EXERCISE DESCRIPTION — What lines below mention the word "Trace"? Copy each one.

Dataset excerpts —
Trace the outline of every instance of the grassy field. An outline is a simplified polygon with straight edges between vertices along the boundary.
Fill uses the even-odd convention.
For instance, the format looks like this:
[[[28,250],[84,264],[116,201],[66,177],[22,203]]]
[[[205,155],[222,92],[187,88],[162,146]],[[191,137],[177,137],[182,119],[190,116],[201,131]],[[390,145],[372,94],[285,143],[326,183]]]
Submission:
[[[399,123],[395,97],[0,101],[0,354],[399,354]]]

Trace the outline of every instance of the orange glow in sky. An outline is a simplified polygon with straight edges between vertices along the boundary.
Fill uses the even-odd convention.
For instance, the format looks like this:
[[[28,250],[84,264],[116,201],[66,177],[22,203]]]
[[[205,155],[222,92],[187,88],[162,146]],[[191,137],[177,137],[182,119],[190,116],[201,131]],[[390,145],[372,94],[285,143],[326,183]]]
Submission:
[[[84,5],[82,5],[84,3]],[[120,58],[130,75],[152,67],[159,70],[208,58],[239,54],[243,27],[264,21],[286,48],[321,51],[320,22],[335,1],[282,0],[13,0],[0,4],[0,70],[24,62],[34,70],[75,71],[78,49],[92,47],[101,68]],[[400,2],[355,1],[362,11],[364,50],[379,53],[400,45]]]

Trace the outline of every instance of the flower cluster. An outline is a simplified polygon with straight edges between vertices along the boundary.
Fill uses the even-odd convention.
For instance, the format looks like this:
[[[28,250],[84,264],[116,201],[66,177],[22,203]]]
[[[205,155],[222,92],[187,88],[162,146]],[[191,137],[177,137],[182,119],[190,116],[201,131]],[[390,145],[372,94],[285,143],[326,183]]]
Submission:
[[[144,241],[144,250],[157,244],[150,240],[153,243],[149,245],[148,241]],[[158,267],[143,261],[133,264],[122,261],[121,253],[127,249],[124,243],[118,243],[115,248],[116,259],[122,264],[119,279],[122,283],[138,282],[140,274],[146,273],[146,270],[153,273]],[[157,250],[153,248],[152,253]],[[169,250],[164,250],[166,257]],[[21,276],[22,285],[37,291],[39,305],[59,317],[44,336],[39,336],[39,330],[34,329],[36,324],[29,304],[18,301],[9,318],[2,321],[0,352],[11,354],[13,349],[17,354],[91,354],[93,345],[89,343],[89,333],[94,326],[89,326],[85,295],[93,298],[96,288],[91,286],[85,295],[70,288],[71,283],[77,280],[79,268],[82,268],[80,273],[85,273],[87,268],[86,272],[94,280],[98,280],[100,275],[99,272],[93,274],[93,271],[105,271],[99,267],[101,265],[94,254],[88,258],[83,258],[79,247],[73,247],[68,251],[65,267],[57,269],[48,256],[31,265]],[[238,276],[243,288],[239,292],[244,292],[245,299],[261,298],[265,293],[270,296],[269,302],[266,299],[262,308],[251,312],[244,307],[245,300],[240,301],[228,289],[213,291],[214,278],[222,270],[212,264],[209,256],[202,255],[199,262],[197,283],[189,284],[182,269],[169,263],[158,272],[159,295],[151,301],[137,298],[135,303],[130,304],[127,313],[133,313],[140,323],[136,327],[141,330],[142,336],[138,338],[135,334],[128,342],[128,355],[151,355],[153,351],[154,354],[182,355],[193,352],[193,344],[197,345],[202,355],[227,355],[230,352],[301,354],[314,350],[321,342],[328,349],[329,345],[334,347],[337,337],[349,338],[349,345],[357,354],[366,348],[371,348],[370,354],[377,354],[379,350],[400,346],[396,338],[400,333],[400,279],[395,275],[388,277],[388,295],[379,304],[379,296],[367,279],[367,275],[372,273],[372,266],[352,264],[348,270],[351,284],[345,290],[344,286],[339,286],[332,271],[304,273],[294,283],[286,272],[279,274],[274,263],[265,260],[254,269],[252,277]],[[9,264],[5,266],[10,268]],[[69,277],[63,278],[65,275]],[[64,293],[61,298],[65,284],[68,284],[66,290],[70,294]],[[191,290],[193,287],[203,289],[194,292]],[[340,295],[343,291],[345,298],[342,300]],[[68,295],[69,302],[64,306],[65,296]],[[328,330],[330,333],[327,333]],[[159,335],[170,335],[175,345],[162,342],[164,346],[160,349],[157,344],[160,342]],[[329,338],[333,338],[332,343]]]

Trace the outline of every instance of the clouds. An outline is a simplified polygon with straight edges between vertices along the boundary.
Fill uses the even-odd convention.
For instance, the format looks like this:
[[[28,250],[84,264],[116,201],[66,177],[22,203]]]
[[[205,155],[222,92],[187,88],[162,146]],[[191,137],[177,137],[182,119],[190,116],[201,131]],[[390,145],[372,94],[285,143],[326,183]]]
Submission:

EXERCISE RESPONSE —
Trace the outline of every instance of the grassy field. An outline is a simplified polygon with straight edges between vertices along the boundary.
Trace the outline of every instance of the orange glow in sky. An outline is a simplified polygon with straight edges between vertices along the boundary.
Trace the outline of every instance of the flower cluster. An outline is a simplified polygon with straight edges between vertices along the boundary.
Trace the outline of every instance of the clouds. An outline is a simplified polygon with straight edges between vertices along the boundary.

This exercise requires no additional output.